+++ Supplied entries
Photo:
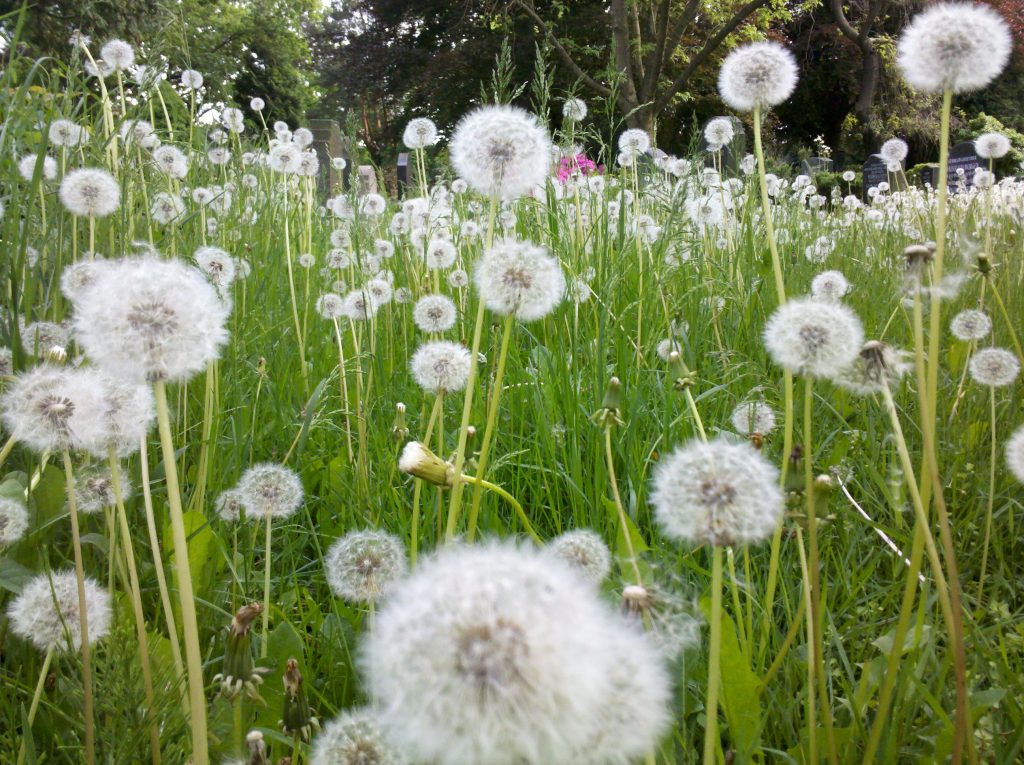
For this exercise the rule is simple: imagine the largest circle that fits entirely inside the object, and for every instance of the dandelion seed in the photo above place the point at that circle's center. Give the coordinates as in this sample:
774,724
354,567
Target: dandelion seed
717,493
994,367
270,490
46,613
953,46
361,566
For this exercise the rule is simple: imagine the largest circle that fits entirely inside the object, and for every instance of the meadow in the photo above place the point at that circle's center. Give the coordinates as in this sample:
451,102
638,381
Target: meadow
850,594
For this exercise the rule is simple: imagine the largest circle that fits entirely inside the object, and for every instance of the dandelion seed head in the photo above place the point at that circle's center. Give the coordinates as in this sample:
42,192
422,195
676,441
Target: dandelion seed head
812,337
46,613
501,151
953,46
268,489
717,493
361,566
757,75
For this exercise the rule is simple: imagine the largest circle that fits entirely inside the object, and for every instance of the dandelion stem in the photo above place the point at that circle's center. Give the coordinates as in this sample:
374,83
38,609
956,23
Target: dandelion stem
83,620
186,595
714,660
++++++
● **What to produce**:
In the preceding material, find each line holding the word "that" and copy it out.

● **Problem solution**:
For this exercise the rule is simple: imagine the largest circle that fits entirely inside the object, and for every instance of the dandelion seed in the photo above place the point at that circle's center. Give the coordinates as in this sample:
For this exercise the rule is simple: imagine the largest circle that fits entirely inside the object, and for every instance of the meadow in the photo above place the point at that circle's center. Give the coordinates as in this sample:
For this exercise the rule is simple: imagine the largest circle that fits entirely inside the object, and for every instance of the dandelion seed head in the photo above place the point at that circle's center. Give the coordinates as in this sample:
For this exercise the rule is simple: imagine the largest circle that fits entirely inside the object, and for every instance of the dandelion stem in the photo above place the point at that circle's center. Give the coordinates as in this sample:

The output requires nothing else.